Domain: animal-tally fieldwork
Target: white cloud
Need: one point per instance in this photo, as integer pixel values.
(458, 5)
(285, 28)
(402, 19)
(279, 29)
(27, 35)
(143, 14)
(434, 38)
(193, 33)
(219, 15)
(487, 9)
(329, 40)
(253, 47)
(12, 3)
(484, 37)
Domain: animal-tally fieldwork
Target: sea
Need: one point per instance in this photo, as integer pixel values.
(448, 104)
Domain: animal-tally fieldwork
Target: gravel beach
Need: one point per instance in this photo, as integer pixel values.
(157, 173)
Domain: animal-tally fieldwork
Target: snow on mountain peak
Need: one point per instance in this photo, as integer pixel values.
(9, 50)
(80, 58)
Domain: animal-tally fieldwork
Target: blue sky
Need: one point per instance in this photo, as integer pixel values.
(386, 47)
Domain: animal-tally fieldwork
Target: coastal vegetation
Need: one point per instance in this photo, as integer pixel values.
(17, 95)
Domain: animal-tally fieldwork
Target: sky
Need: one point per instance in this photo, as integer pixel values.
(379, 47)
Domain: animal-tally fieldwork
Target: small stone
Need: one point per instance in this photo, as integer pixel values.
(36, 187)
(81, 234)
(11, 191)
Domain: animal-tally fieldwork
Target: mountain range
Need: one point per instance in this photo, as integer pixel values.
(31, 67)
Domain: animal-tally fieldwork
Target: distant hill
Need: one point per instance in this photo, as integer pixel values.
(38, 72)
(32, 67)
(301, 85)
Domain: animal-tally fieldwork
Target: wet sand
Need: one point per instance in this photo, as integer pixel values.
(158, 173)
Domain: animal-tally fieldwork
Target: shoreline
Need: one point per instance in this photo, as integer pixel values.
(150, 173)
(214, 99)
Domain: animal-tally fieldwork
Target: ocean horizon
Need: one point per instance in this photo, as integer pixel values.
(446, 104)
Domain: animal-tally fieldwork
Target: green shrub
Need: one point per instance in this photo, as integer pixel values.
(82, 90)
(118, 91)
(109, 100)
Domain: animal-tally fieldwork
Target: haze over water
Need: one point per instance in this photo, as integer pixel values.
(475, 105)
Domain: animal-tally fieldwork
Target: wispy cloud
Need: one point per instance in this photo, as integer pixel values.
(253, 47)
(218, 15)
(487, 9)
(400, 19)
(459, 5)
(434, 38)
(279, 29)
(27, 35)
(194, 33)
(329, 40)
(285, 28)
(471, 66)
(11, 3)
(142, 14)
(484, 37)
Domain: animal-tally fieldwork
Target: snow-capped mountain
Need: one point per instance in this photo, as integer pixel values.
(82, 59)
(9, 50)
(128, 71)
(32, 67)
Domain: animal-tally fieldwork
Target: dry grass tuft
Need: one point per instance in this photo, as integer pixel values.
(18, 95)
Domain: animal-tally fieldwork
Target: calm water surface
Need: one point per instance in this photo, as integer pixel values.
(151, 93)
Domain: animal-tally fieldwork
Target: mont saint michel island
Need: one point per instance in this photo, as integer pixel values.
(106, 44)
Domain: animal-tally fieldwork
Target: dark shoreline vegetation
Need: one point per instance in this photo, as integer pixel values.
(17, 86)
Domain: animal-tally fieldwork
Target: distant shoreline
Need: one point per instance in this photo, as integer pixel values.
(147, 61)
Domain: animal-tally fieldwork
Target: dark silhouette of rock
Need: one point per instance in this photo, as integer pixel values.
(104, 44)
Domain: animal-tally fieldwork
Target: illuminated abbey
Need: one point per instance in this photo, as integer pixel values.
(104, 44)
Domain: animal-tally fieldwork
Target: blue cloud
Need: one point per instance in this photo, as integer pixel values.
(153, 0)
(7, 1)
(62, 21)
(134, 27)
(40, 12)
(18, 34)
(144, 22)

::::::::::

-- Request --
Give the entries once more, exactly as they appear.

-- Response --
Domain: animal-tally fieldwork
Target: white cloud
Need: one point per instance in this photo, as integer pixel values.
(458, 5)
(285, 28)
(402, 19)
(279, 29)
(27, 35)
(143, 14)
(434, 38)
(193, 33)
(219, 15)
(487, 9)
(329, 40)
(253, 47)
(12, 3)
(484, 37)
Domain: animal-tally fieldwork
Target: sea
Need: one point per instance in this photo, as integer pixel values.
(448, 104)
Domain: animal-tally fieldwork
Target: gravel beach
Need: one point per instance in this photo, as integer pixel values.
(157, 173)
Domain: animal-tally fieldwork
Target: snow on mountain peak
Need: one point per instance in this photo, as integer pixel values.
(9, 50)
(80, 58)
Domain: animal-tally fieldwork
Target: blue sky
Need: one point per instance in this photo, as integer pixel values.
(386, 47)
Domain: animal-tally fieldwork
Target: coastal vegetation
Need: one point per instance in this photo, as integer pixel values.
(17, 95)
Domain: animal-tally fieldwork
Target: sky
Need: one point per instance in this photo, as integer pixel values.
(379, 47)
Domain: animal-tally fieldwork
Target: small stone
Need: one point per instance in this photo, as integer pixel values.
(36, 187)
(81, 234)
(11, 191)
Domain: animal-tally fieldwork
Target: mountain range
Need: one point per instance in this photo, as integer pixel values.
(31, 67)
Domain: animal-tally fieldwork
Target: distant hill
Need: one point per instance in this photo, as integer pixel values.
(38, 72)
(32, 67)
(301, 85)
Domain: animal-tally fieldwork
Target: wet sand
Need: one point per instance in this photo, as integer pixel values.
(158, 173)
Domain: animal-tally fieldwork
Target: shoreline
Need: one point per instance in this photo, as integer pixel values.
(150, 173)
(214, 99)
Domain: animal-tally fieldwork
Target: ocean horizon
Need: one point per instance in this photo, as integer pixel values.
(446, 104)
Domain: animal-tally fieldwork
Target: green shrub
Need: one point per instance in this photo, as integer pixel values.
(82, 90)
(118, 91)
(109, 100)
Domain: animal-tally fieldwork
Target: haze over water
Need: one point per instance in this photo, as integer pixel values.
(475, 105)
Domain: animal-tally fieldwork
Target: wispy cloud
Need: one point per instance in this photo, as integer pixel values.
(253, 47)
(218, 15)
(487, 9)
(400, 19)
(459, 5)
(434, 38)
(279, 29)
(27, 35)
(194, 33)
(329, 40)
(285, 28)
(471, 66)
(11, 3)
(142, 14)
(484, 37)
Domain: animal-tally fieldwork
Target: snow-capped mountain
Need: one point per instance in this photo, as integer pixel values.
(82, 59)
(9, 50)
(128, 71)
(32, 67)
Domain: animal-tally fieldwork
Target: dry grass tuft
Need: one point per instance in this photo, as integer pixel values.
(18, 95)
Domain: animal-tally fieldwork
Target: calm water surface
Need: one point per instance in this photo, as integer pixel values.
(151, 93)
Domain: animal-tally fieldwork
Target: mont saint michel island
Need: one point per instance in this photo, as integer pixel values.
(106, 44)
Domain: animal-tally fieldwork
Target: dark shoreline vegetation
Need: one point per instance in this photo, as integer pixel values.
(17, 86)
Domain: animal-tally fieldwork
Target: distant shoreline
Need: one point per instance in this photo, as integer pixel values.
(147, 61)
Domain: animal-tally fieldwork
Target: dark silhouette of rock
Need: one point per instance in this photo, as integer pixel values.
(104, 44)
Domain: animal-tally fieldwork
Target: illuminated abbey
Need: one point per instance in this photo, as integer pixel values.
(104, 44)
Domain: animal-tally fieldwork
Target: blue cloud
Need: one point per instance in this photo, as integer pixel values.
(153, 0)
(7, 1)
(62, 21)
(134, 27)
(40, 12)
(18, 34)
(144, 22)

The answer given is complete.